● Given request 1
Could you retype the passage on jobs after a PhD, starting at "According to a" and ending at "looking for a job.", word for word?
Start Extract
You have your PhD diploma in your hand, what now? This has been a relevant question in our research group during the past few years. In spite of being extremely happy about completing the PhD, there is a nagging feeling in your head: Am I going to find a job and my place in the working life?
According to a study by University of Eastern Finland (UEF), our future is rather bright. The recently graduated Joe Average from UEF is unemployed only for a short period. Within 6 months, Joe finds a job in the field of research. Most likely, he gets a permanent full-time position. His salary is 3 000–4 000 euros per month and he works in a university. Not too bad, isn’t it!
After completing the PhD, 20% of the doctors from UEF did not have a job. Fortunately, the unemployment periods were short: half of the people found a new job within the first 6 months, and 24% more within the first year. If there were 100 doctors, 80 of them would find job right away. From the 20 persons without a job, 10 would find one in 6 months and 5 more in 12 months. After one year from graduation, 5 would still be looking for a job.
End Extract
Start Given entries
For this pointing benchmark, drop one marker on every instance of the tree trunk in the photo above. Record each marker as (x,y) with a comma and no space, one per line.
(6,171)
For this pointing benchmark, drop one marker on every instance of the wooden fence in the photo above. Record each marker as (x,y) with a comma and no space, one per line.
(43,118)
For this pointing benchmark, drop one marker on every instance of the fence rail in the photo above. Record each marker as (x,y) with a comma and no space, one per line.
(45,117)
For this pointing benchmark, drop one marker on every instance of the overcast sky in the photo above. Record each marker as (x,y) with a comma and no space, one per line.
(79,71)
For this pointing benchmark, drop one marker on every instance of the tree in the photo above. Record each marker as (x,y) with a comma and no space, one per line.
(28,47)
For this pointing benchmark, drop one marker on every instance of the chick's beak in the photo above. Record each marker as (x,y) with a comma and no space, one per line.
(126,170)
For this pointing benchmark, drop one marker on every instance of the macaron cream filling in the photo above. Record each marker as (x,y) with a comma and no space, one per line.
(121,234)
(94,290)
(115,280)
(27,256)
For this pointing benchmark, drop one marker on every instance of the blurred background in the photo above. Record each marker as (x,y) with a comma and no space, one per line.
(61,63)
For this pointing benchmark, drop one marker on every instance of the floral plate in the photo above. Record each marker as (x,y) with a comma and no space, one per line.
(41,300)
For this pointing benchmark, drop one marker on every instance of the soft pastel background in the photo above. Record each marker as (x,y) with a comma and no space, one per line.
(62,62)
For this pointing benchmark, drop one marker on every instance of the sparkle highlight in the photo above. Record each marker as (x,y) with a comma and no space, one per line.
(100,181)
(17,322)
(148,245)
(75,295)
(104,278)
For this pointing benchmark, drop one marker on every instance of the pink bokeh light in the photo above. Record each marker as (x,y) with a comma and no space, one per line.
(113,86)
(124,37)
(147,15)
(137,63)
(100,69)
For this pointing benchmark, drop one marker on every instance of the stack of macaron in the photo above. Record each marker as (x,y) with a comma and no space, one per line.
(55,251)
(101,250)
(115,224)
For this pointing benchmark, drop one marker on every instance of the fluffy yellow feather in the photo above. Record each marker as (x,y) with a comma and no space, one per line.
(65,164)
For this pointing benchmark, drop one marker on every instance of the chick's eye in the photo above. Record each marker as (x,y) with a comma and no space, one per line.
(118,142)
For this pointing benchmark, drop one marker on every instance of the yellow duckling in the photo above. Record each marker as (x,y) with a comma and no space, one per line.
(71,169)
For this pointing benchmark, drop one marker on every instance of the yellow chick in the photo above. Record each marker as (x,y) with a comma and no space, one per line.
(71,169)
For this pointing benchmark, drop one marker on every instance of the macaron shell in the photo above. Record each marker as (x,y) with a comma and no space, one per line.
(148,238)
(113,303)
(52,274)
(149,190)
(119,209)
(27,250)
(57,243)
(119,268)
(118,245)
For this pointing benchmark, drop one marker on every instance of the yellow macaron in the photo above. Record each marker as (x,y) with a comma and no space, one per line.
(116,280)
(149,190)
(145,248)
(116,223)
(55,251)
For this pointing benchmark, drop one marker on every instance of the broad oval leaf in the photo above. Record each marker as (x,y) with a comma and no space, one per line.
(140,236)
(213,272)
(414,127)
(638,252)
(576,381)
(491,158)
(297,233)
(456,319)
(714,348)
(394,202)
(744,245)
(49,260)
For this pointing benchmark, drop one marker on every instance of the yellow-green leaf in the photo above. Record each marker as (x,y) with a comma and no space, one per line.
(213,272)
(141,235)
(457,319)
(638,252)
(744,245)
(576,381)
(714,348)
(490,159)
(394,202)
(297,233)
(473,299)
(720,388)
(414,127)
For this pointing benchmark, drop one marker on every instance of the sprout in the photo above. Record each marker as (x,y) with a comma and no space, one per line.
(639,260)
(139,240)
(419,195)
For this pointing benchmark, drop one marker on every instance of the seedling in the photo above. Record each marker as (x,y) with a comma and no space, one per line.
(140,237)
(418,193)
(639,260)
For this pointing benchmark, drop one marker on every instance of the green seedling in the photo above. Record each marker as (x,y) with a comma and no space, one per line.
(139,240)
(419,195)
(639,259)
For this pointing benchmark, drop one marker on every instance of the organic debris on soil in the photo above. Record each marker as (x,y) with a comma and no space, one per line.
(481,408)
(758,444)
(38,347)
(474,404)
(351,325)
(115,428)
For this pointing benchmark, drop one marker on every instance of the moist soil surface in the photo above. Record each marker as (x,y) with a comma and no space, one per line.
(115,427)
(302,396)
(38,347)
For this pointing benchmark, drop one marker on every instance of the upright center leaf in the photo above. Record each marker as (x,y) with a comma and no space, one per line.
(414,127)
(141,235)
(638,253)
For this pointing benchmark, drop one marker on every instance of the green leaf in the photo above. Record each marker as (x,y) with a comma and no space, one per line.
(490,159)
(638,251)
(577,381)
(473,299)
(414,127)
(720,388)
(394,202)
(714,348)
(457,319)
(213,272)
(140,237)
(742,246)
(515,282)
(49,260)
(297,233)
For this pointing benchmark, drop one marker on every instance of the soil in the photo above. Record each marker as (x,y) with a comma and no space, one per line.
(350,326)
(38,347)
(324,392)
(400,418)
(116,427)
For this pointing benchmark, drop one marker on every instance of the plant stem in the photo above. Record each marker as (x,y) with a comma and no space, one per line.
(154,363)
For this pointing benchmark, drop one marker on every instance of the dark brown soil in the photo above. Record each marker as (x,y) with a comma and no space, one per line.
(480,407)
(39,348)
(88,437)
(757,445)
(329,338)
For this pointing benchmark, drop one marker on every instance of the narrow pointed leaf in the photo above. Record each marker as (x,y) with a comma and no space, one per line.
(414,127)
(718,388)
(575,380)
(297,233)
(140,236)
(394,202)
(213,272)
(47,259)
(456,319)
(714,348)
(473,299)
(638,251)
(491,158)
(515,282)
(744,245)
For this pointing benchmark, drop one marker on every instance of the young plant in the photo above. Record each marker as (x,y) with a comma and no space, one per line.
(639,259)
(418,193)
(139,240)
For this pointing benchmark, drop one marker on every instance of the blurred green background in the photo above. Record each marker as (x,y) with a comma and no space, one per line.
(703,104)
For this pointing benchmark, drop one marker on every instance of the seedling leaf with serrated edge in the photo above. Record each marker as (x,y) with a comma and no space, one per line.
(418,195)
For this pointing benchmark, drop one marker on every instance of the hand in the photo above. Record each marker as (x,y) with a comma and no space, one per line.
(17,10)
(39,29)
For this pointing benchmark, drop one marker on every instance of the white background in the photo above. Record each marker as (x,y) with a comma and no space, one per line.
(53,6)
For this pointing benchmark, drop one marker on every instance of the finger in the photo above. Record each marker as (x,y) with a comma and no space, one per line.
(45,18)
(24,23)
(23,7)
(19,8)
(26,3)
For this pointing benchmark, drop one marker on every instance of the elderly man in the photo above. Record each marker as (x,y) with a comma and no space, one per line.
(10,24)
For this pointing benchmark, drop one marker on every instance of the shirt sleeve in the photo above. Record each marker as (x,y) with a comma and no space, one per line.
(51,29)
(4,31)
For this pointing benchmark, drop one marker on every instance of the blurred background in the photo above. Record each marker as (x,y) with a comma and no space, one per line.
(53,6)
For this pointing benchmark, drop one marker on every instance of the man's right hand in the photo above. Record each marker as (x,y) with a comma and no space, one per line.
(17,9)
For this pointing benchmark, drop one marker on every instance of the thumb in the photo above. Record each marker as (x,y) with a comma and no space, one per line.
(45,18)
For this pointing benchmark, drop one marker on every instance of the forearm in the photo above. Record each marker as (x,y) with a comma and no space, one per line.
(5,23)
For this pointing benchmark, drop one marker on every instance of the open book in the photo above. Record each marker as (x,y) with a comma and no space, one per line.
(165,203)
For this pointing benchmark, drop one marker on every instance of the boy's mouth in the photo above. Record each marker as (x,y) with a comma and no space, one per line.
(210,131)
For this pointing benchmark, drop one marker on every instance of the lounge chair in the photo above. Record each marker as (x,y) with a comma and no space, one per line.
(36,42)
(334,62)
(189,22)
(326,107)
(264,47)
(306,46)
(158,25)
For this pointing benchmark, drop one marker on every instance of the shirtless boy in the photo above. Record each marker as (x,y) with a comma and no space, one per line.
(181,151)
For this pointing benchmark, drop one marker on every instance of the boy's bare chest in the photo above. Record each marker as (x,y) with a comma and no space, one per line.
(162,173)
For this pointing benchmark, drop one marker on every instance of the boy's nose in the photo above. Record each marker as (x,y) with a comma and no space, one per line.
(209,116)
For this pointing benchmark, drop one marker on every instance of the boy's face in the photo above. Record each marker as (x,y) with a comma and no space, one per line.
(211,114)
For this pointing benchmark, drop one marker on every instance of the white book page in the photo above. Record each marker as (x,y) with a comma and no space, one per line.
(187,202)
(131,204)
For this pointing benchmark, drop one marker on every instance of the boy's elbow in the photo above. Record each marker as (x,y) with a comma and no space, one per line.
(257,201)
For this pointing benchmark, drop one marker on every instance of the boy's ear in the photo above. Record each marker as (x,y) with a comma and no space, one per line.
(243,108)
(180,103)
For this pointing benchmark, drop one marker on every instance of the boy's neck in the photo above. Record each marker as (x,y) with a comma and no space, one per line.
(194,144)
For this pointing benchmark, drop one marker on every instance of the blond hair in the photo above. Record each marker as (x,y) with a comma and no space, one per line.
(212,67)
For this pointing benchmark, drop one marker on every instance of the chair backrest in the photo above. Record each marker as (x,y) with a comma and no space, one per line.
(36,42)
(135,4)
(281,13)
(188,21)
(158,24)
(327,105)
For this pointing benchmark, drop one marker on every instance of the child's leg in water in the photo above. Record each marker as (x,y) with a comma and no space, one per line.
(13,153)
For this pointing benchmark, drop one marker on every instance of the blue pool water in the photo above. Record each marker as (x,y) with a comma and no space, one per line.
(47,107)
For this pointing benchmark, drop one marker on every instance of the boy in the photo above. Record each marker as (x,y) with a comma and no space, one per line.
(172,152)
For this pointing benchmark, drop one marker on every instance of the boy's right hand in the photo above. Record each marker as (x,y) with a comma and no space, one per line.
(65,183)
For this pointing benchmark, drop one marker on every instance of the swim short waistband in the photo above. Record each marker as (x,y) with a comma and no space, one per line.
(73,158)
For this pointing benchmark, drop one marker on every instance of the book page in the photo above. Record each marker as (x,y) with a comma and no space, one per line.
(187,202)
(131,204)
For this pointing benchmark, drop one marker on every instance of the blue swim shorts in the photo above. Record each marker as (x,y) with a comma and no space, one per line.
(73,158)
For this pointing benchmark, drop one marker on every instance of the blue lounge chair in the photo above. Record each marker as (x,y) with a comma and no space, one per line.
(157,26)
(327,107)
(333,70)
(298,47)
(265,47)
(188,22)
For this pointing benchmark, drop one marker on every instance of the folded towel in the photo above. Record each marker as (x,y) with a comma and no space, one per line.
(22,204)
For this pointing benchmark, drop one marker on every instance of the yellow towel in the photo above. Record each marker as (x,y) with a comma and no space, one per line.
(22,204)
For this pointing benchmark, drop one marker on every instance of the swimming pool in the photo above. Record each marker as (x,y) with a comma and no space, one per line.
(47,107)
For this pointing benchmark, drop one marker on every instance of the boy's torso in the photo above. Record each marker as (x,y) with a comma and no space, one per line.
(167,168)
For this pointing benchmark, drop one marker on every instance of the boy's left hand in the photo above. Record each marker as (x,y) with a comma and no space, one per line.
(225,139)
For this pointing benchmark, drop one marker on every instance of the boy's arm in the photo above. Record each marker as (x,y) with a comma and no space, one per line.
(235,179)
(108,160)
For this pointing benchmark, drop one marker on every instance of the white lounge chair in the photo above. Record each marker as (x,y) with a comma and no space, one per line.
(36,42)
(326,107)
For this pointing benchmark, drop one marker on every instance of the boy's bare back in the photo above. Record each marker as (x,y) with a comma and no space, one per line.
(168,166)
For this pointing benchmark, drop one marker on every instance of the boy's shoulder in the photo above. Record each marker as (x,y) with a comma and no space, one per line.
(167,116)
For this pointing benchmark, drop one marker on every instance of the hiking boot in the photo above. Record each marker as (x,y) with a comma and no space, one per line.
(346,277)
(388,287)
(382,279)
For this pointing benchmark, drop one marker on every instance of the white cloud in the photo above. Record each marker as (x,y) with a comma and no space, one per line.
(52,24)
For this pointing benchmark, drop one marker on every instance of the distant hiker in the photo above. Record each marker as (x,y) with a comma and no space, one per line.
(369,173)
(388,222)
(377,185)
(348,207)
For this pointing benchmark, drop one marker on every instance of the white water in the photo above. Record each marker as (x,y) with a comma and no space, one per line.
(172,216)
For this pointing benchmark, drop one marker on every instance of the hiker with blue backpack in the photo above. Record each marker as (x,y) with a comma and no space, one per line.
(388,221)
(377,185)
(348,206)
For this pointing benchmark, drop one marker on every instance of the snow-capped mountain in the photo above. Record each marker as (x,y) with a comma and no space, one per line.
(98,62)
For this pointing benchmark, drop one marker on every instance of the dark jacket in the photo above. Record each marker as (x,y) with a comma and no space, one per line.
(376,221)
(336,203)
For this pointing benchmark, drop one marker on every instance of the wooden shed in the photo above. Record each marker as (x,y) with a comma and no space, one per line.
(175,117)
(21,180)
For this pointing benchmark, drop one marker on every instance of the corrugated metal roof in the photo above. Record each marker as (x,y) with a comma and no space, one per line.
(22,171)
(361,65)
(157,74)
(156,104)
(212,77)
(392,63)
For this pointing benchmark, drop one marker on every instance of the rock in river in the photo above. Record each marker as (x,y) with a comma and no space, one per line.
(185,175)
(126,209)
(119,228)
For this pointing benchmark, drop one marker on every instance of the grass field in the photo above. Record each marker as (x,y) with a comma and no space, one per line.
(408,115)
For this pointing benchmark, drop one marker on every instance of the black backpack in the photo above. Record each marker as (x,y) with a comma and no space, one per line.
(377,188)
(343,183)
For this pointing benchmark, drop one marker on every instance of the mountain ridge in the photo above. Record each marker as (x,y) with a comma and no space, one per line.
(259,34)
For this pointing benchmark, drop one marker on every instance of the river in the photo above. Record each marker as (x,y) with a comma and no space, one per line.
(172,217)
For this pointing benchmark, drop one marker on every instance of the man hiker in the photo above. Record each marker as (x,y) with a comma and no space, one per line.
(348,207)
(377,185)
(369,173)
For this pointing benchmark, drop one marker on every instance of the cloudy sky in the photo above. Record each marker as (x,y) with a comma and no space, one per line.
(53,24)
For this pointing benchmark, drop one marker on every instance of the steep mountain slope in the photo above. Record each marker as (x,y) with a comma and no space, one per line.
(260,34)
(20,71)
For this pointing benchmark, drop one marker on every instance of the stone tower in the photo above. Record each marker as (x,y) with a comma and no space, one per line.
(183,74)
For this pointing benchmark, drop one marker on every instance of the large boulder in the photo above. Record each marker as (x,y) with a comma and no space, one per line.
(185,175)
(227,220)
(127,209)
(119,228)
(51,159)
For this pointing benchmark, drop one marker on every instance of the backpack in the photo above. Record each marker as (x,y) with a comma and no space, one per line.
End Given entries
● Given request 2
Which lines in the rows above contain the string "pool"? Pull out each of those lines in full.

● Complete output 1
According to a study by University of Eastern Finland (UEF), our future is rather bright. The recently graduated Joe Average from UEF is unemployed only for a short period. Within 6 months, Joe finds a job in the field of research. Most likely, he gets a permanent full-time position. His salary is 3 000–4 000 euros per month and he works in a university. Not too bad, isn’t it!
After completing the PhD, 20% of the doctors from UEF did not have a job. Fortunately, the unemployment periods were short: half of the people found a new job within the first 6 months, and 24% more within the first year. If there were 100 doctors, 80 of them would find job right away. From the 20 persons without a job, 10 would find one in 6 months and 5 more in 12 months. After one year from graduation, 5 would still be looking for a job.

● Complete output 2
For this pointing benchmark, drop one marker on every instance of the blue pool water in the photo above. Record each marker as (x,y) with a comma and no space, one per line.
For this pointing benchmark, drop one marker on every instance of the swimming pool in the photo above. Record each marker as (x,y) with a comma and no space, one per line.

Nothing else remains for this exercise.